═════ RECORDS PROVIDED

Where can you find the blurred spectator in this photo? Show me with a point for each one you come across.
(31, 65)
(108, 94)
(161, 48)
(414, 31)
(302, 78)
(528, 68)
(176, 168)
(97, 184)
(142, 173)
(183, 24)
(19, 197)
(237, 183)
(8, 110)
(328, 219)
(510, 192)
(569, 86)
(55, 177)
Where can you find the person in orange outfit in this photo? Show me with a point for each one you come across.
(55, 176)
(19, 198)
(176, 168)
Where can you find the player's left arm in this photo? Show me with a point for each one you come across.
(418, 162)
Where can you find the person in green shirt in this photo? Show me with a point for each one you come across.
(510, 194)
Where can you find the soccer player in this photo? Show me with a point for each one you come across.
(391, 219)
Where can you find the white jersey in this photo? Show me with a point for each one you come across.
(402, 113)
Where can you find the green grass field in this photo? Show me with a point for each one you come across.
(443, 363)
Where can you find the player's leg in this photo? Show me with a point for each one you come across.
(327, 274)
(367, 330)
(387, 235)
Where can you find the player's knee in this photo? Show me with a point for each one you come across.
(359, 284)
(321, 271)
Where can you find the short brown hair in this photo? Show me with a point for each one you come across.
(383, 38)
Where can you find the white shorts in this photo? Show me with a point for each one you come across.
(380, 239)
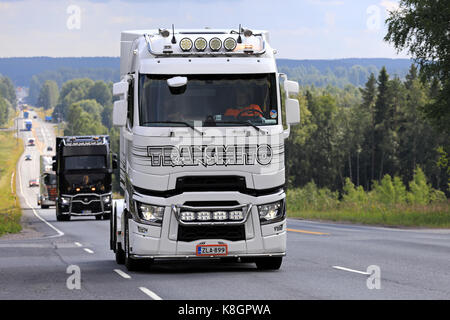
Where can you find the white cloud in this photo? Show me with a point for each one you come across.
(389, 5)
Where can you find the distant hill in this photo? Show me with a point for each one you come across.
(339, 72)
(20, 70)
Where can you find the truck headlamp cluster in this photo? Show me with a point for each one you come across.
(215, 44)
(188, 216)
(186, 44)
(200, 44)
(150, 213)
(65, 201)
(230, 44)
(271, 212)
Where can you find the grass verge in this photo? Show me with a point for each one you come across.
(435, 215)
(11, 149)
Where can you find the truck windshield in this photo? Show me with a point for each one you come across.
(213, 100)
(84, 162)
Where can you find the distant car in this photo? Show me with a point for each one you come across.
(33, 183)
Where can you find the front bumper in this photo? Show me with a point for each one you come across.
(163, 242)
(89, 204)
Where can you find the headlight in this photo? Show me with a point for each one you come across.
(150, 213)
(271, 211)
(200, 44)
(229, 44)
(186, 44)
(215, 44)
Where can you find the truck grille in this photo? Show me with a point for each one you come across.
(191, 233)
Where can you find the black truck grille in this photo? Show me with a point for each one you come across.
(191, 233)
(94, 206)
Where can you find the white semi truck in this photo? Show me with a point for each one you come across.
(202, 131)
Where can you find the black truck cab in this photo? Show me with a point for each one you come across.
(84, 167)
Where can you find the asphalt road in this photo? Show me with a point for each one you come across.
(324, 260)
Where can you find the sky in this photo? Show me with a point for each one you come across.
(299, 29)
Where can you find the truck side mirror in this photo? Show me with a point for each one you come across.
(121, 89)
(291, 87)
(292, 111)
(120, 113)
(115, 162)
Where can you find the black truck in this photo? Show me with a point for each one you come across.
(84, 167)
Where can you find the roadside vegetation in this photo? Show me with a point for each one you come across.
(389, 203)
(10, 211)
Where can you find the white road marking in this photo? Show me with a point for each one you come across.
(12, 179)
(122, 274)
(59, 232)
(351, 270)
(150, 293)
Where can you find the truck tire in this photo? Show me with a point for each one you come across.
(61, 217)
(120, 254)
(130, 263)
(273, 263)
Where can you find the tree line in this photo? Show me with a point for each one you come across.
(365, 133)
(8, 99)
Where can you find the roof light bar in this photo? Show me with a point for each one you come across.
(215, 44)
(200, 44)
(230, 44)
(186, 44)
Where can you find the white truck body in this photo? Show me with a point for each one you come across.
(210, 188)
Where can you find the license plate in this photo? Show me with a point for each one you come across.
(211, 250)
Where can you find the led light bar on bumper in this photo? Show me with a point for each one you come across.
(150, 213)
(196, 215)
(272, 212)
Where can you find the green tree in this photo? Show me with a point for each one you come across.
(422, 28)
(7, 90)
(80, 122)
(48, 96)
(101, 92)
(4, 111)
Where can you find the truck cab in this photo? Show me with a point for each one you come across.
(202, 132)
(83, 166)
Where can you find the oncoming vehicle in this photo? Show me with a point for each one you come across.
(47, 190)
(33, 183)
(83, 166)
(202, 134)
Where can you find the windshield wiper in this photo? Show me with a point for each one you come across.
(177, 122)
(248, 122)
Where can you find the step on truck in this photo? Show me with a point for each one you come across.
(202, 158)
(83, 166)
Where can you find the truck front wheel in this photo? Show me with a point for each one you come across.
(130, 263)
(273, 263)
(61, 217)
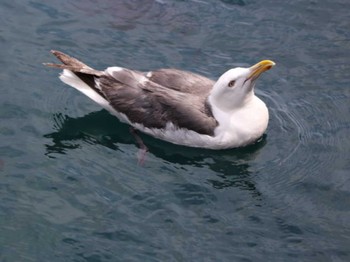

══════════

■ EXERCISE
Rewrite the lines above as a numbered list, skipping any blank lines. Leave the pictures out of the list.

■ PROBLEM SOLUTION
1. Where can you find the blurred spectator in this photo? Show me with a point for each one you come across.
2. (31, 65)
3. (108, 94)
4. (161, 48)
5. (414, 31)
6. (302, 78)
7. (528, 68)
8. (176, 168)
9. (97, 184)
10. (142, 173)
11. (183, 24)
12. (19, 197)
13. (237, 183)
14. (8, 110)
15. (328, 219)
16. (510, 192)
17. (569, 86)
18. (55, 177)
19. Where can you find the person in orange outfit in this photo? Show me with a point for each one you come across.
20. (55, 176)
21. (19, 198)
22. (176, 168)
23. Where can you find the player's left arm in this photo? Show me with a point for each one you come across.
24. (418, 162)
25. Where can you find the person in green shirt in this photo? Show me with a point for each one you come across.
26. (510, 194)
27. Where can you find the soccer player in this photo? Show me with a point for each one you come across.
28. (391, 219)
29. Where can you find the white jersey in this photo? Show me with a point for each one you come across.
30. (402, 113)
31. Where can you find the green grass field in this photo? Show me with a point for each one you come across.
32. (443, 363)
33. Where can you find the player's leg in this photo? Show me with a point for each one you come across.
34. (327, 274)
35. (367, 330)
36. (387, 235)
37. Where can you find the player's knee in this photo? Show me with a point for each one you come across.
38. (359, 284)
39. (321, 271)
40. Where can you find the short brown hair in this photo? Show me with a point for each one you come across.
41. (383, 38)
42. Where can you find the white shorts in this photo? Show me with a point for each one you come across.
43. (380, 239)
44. Where can you find the white cloud in this photo? Show me with a point for each one you come across.
45. (389, 5)
46. Where can you find the distant hill in this photo? Show me with a point for each one you come across.
47. (339, 72)
48. (20, 70)
49. Where can you find the truck headlamp cluster in this photo? Show me with a point for each one you come across.
50. (215, 44)
51. (188, 216)
52. (186, 44)
53. (200, 44)
54. (150, 213)
55. (65, 201)
56. (230, 44)
57. (271, 212)
58. Where can you find the grass verge in this photo? Show me with a point for each one you come across.
59. (435, 215)
60. (11, 149)
61. Where can you find the truck windshield in this photo? Show me with a point for each one you come across.
62. (213, 100)
63. (84, 162)
64. Where can you find the distant car in this photo? Show me with a point for each one you come across.
65. (33, 183)
66. Where can you find the front bumper in this photo? Show me with a point for each one you come across.
67. (163, 242)
68. (89, 204)
69. Where can you find the headlight in this photo? Show me with a point for each one you come across.
70. (150, 213)
71. (271, 211)
72. (200, 44)
73. (229, 44)
74. (186, 44)
75. (215, 44)
76. Where can you find the truck grille in this photo? Show me with a point for each one you come across.
77. (191, 233)
78. Where can you find the black truck grille in this photo? Show me with a point for each one you come across.
79. (191, 233)
80. (94, 206)
81. Where can you find the white semi truck in this photo? Show me with a point for each one you come across.
82. (202, 131)
83. Where can you find the black truck cab in this photo? Show me with a point for each one you come across.
84. (84, 167)
85. Where can you find the asphalt road in this photo? Show me with a point for each one you come across.
86. (324, 260)
87. Where can you find the sky in this photo? Show me with a point for each one you come across.
88. (299, 29)
89. Where can you find the truck side mirror in this photo? Show me with a point for each one you come across.
90. (121, 89)
91. (291, 87)
92. (292, 111)
93. (120, 113)
94. (115, 162)
95. Where can you find the black truck in this photo? Show me with a point for each one you come across.
96. (84, 167)
97. Where can you find the roadside vegetation in this photo? Show me with a point for each one you come across.
98. (389, 203)
99. (10, 211)
100. Where can you find the white road marking in this photo? Show me with a point for each one you come across.
101. (12, 179)
102. (122, 274)
103. (59, 232)
104. (351, 270)
105. (150, 293)
106. Where can you find the truck tire in this photo? Show me with a point for each one you come across.
107. (61, 217)
108. (120, 254)
109. (130, 263)
110. (273, 263)
111. Where can you find the tree line in this photo? Show me with a point for each one you come across.
112. (365, 133)
113. (8, 99)
114. Where can you find the roof light bar in this photo? Show me with a point for each one you come across.
115. (215, 44)
116. (200, 44)
117. (230, 44)
118. (186, 44)
119. Where can you find the white truck body in this photo? Show me with a point for each one you come across.
120. (210, 188)
121. Where can you find the license plate in this photo? Show me with a point for each one you come across.
122. (211, 250)
123. Where can you find the led light bar on bumper in this photo? Show me with a point for each one you come across.
124. (150, 213)
125. (196, 215)
126. (272, 212)
127. Where can you find the green tree in this photo? Show me with a point for each one you come across.
128. (422, 28)
129. (7, 90)
130. (80, 122)
131. (48, 96)
132. (101, 92)
133. (4, 111)
134. Where can you find the truck cab in this photo? Show me with a point for each one you come across.
135. (202, 132)
136. (83, 166)
137. Where can you find the oncoming vehicle in this photo? Show me with a point for each one you come across.
138. (47, 190)
139. (33, 183)
140. (83, 166)
141. (202, 134)
142. Where can you find the windshield wiper in this photo? Show me with a point for each one you come across.
143. (177, 122)
144. (248, 122)
145. Where can you find the step on truck in this photo? Show me with a point for each one you come across.
146. (202, 158)
147. (83, 166)
148. Where can you find the truck front wheel in this photo? Show me with a point for each one you come across.
149. (130, 263)
150. (273, 263)
151. (61, 217)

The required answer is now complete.